● **MATERIAL PROVIDED**:
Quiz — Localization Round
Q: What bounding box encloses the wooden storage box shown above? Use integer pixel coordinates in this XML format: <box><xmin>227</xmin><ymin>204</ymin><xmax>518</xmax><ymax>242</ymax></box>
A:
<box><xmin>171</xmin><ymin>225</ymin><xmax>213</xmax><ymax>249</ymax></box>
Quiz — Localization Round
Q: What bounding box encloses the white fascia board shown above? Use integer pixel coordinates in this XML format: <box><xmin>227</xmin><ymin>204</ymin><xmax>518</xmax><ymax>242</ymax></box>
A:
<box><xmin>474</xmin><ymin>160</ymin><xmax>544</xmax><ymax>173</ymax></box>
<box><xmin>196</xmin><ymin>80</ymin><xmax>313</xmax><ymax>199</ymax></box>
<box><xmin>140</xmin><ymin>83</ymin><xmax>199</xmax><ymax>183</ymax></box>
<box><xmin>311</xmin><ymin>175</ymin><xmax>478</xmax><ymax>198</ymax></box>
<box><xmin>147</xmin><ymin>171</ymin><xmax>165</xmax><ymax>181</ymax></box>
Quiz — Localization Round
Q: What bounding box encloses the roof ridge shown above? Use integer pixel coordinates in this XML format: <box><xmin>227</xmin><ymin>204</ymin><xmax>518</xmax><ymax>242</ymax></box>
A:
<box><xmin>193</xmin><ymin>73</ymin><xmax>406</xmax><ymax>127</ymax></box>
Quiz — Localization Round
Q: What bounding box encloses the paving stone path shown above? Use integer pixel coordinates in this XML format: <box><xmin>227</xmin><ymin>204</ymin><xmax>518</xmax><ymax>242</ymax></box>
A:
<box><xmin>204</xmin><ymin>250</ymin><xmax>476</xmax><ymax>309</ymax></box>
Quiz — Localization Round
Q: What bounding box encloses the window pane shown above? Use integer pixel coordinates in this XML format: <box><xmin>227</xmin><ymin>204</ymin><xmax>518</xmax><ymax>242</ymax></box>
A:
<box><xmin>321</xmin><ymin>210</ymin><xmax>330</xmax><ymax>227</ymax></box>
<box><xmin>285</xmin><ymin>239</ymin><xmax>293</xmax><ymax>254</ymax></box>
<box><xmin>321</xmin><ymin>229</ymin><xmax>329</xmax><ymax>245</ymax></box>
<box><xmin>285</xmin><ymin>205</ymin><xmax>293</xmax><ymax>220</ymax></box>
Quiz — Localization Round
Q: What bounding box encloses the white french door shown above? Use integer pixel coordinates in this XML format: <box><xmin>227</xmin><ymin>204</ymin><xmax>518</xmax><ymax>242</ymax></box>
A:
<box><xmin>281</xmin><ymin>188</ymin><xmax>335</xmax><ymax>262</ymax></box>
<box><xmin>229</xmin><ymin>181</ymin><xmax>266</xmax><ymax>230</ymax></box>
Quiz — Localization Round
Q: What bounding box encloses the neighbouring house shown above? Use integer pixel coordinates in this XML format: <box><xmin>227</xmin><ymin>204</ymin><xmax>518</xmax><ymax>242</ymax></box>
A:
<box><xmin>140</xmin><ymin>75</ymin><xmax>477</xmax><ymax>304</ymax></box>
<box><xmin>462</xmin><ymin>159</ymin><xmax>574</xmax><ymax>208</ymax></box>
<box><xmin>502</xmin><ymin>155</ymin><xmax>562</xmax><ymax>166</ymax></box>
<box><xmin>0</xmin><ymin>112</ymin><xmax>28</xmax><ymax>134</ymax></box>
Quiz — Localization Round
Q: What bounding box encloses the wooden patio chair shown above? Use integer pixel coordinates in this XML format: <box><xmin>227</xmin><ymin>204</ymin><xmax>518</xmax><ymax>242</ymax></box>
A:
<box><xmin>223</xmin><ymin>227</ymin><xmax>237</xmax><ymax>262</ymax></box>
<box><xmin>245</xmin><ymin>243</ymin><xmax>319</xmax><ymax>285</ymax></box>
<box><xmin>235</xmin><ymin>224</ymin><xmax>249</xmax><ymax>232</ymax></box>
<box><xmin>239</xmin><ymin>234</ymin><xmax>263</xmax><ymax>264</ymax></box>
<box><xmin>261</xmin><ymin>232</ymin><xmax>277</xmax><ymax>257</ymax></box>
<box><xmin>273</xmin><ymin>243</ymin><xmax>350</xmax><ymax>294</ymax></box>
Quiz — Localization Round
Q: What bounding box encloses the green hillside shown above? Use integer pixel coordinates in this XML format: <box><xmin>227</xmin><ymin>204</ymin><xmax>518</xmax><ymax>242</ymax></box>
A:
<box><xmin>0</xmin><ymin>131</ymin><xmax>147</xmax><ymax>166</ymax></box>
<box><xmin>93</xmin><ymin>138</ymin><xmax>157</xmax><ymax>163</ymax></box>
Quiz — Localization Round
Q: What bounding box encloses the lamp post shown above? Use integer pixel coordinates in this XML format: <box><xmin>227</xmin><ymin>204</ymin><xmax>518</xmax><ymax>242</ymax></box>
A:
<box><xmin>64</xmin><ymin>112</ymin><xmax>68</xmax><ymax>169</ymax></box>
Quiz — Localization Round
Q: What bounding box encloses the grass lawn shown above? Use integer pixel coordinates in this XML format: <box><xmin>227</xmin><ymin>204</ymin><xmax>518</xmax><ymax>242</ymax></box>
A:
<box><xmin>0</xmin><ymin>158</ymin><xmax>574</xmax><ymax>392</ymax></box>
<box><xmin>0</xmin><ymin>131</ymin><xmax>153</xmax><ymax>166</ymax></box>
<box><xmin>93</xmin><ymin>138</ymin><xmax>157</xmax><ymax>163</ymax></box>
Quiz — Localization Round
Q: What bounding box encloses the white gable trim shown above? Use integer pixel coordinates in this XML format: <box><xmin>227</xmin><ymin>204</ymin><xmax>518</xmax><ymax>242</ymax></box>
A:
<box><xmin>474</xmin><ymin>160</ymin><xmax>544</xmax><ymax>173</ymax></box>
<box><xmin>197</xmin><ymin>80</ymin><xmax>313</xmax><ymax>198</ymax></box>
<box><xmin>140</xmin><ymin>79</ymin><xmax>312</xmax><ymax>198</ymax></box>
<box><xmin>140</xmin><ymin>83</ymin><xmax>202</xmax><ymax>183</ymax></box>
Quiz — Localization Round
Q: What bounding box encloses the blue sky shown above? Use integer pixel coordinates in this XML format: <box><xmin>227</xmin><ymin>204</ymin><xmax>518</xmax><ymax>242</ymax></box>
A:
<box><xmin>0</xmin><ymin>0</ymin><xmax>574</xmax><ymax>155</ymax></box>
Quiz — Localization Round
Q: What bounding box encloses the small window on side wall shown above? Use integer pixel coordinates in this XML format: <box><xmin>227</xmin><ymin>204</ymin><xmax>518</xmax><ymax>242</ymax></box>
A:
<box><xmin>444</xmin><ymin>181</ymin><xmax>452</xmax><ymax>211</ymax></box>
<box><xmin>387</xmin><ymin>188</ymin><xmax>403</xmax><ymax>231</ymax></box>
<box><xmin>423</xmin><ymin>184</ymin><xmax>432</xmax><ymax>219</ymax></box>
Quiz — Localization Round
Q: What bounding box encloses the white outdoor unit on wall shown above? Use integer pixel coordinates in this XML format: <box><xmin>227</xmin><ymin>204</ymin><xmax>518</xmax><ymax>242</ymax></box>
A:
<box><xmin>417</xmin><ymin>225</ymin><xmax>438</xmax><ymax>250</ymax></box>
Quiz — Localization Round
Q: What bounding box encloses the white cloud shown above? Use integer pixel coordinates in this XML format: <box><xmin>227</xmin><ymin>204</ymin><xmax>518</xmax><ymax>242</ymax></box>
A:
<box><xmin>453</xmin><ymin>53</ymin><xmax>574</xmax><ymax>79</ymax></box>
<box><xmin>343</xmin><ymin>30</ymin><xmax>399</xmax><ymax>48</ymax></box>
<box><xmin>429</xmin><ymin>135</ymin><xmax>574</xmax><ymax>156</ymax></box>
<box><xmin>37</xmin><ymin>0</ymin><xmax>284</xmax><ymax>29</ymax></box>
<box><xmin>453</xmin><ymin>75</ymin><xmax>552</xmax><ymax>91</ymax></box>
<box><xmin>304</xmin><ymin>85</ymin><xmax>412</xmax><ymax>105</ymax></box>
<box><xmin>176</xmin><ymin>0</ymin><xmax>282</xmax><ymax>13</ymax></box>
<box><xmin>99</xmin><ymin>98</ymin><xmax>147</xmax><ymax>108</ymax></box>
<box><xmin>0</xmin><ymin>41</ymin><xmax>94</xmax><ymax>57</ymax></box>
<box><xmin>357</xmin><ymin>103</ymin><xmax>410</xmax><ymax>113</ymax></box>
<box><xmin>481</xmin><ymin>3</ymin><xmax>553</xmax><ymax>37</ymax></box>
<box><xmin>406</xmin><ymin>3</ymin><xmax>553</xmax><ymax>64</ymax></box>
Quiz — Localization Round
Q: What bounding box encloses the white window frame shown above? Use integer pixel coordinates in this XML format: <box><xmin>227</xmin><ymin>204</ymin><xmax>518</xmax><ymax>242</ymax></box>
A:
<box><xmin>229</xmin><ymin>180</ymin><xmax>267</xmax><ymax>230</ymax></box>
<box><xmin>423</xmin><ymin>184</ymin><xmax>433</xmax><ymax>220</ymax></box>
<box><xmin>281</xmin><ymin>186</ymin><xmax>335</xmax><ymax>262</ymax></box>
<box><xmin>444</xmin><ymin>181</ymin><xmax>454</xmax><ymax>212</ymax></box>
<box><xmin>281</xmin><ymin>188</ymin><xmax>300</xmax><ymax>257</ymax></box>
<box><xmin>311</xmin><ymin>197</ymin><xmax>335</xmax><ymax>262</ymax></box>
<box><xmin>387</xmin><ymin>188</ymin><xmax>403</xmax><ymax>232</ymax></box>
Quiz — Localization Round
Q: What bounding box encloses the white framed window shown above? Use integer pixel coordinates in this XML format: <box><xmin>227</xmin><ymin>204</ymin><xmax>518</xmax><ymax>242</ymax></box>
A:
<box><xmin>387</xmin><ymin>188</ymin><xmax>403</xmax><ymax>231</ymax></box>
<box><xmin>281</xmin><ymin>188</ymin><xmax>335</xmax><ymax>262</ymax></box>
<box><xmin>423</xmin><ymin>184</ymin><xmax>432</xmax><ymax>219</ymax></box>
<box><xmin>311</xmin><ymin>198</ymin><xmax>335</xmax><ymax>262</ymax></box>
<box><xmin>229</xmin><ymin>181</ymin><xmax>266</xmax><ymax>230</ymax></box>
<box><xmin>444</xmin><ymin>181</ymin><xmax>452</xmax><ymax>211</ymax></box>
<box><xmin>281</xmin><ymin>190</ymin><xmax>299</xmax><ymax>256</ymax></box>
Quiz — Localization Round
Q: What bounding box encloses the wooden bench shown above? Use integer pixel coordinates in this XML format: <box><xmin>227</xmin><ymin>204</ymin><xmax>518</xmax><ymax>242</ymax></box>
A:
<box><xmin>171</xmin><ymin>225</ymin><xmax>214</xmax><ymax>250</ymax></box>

● **DIRECTIONS FOR THIS TASK**:
Extract every line of the entries above that contains the string "window", treating a difference in capitalization as a mismatch.

● **ANSWER TO THE EXERCISE**:
Q: What bounding box encloses the window pane shown above? Use integer pixel coordinates in this XML format: <box><xmin>227</xmin><ymin>204</ymin><xmax>518</xmax><ymax>242</ymax></box>
Q: What bounding box encloses the small window on side wall shown above? Use integer pixel coordinates in this XML format: <box><xmin>227</xmin><ymin>204</ymin><xmax>518</xmax><ymax>242</ymax></box>
Q: What bounding box encloses the white window frame shown above? Use integer pixel coordinates in this XML format: <box><xmin>227</xmin><ymin>204</ymin><xmax>518</xmax><ymax>242</ymax></box>
Q: What bounding box encloses the white framed window shown above? Use integer pixel coordinates in this XML format: <box><xmin>227</xmin><ymin>204</ymin><xmax>518</xmax><ymax>242</ymax></box>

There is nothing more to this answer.